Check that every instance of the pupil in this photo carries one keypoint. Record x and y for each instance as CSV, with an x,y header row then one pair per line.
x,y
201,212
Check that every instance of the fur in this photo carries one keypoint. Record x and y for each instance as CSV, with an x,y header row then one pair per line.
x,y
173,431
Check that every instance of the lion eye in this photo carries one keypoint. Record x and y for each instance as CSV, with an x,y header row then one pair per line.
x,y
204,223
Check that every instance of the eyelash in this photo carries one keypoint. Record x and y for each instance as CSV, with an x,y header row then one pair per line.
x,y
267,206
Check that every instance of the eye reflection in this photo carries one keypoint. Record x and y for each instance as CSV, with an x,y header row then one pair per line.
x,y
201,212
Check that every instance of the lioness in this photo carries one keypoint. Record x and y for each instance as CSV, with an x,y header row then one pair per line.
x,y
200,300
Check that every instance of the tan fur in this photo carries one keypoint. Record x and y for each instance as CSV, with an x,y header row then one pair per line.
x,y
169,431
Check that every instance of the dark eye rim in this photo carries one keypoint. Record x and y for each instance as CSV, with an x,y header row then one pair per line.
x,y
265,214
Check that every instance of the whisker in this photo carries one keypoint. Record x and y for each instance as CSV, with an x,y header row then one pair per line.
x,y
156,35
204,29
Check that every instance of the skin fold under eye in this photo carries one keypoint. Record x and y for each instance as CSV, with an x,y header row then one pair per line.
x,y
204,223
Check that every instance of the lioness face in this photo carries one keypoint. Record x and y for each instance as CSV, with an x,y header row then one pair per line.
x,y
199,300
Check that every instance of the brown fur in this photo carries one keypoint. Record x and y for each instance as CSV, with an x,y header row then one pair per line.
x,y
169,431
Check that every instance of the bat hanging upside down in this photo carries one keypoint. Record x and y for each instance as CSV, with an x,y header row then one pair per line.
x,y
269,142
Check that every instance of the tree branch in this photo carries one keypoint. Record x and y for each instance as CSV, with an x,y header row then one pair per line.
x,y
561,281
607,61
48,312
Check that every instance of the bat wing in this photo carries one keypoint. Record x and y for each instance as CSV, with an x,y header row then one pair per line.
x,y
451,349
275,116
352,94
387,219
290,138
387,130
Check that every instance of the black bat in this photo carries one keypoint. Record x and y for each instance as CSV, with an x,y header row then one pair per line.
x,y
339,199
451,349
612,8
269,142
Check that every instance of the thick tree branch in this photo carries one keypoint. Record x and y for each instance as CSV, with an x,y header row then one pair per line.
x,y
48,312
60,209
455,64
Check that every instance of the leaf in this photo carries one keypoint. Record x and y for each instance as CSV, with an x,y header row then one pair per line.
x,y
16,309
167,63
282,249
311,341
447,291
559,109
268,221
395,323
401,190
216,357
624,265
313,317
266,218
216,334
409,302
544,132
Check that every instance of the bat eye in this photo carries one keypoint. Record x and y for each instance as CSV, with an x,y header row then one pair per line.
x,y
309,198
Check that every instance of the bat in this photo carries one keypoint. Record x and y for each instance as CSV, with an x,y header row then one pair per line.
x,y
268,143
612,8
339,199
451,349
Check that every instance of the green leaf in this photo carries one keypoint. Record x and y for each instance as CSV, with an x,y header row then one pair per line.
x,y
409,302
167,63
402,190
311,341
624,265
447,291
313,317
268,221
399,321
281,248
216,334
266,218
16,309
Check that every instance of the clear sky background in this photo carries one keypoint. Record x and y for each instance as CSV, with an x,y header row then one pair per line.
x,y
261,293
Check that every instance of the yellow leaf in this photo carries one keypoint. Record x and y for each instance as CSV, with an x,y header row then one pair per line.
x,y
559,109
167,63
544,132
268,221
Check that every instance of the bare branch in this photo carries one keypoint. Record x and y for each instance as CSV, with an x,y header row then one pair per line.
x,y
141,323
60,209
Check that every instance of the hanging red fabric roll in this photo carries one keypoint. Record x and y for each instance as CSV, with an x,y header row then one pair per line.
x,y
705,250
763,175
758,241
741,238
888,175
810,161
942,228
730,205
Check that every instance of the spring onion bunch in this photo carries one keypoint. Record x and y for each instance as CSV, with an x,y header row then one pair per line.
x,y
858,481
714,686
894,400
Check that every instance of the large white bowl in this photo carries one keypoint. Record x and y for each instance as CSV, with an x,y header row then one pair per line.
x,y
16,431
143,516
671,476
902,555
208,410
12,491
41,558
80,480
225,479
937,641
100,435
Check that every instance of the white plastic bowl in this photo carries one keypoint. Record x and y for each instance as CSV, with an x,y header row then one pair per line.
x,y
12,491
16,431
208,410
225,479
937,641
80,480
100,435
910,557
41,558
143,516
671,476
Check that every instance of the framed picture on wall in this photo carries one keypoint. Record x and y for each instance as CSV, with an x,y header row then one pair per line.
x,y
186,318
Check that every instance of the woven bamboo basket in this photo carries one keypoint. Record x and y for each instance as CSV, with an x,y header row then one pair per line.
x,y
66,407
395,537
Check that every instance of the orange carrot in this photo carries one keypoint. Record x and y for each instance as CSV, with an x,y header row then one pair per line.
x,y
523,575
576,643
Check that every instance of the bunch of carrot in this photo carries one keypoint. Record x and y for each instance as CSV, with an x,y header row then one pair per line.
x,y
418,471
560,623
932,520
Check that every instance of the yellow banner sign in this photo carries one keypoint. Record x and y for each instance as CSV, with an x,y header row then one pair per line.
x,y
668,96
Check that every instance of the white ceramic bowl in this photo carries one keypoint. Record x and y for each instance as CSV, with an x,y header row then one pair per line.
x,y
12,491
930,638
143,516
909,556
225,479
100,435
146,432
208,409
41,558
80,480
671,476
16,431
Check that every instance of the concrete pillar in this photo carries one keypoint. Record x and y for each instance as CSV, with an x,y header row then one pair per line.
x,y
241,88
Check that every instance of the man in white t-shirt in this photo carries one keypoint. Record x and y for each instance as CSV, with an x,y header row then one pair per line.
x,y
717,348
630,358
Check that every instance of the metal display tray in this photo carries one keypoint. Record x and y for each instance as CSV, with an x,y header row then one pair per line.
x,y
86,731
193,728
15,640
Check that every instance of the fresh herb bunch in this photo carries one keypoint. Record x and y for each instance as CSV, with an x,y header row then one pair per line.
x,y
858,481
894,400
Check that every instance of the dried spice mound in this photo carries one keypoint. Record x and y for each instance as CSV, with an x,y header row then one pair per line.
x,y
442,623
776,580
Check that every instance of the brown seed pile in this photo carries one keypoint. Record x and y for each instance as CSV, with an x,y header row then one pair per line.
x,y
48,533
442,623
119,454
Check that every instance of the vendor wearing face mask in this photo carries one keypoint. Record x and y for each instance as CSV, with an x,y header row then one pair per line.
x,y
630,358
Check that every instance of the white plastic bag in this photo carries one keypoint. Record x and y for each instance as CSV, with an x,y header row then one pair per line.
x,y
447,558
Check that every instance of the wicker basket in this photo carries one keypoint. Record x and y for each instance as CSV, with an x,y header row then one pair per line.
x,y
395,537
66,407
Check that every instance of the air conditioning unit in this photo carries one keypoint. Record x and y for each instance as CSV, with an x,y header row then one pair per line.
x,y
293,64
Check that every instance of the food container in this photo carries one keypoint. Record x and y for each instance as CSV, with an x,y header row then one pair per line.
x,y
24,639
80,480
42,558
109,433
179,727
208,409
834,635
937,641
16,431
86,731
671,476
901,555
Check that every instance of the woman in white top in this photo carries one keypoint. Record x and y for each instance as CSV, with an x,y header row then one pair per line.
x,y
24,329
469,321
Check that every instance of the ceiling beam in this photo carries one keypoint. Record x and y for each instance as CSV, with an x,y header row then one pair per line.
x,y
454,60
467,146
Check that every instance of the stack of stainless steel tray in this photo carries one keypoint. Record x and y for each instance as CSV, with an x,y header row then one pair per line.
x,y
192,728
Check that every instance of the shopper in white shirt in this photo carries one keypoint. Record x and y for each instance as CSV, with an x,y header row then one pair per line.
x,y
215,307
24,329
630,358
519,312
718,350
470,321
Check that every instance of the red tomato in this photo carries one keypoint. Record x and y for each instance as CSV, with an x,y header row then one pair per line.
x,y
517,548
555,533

══════

- GOAL
Repeat exactly the lines above from the line that contains "Check that every instance of the shopper" through the end. Include both of these ends; leave out everything else.

- EXPECTED ANSWER
Check that every instance of the shopper in white shirt in this photo carries one keypoint. Record x and y for each instance as CSV, with an x,y header row then one pair per line.
x,y
215,307
24,329
630,358
519,312
718,350
470,321
Check that every instance of the red tomato in this photo carries one keypoint. Record x and y for each instance as CSV, with an x,y header row then one pair per line.
x,y
517,548
555,533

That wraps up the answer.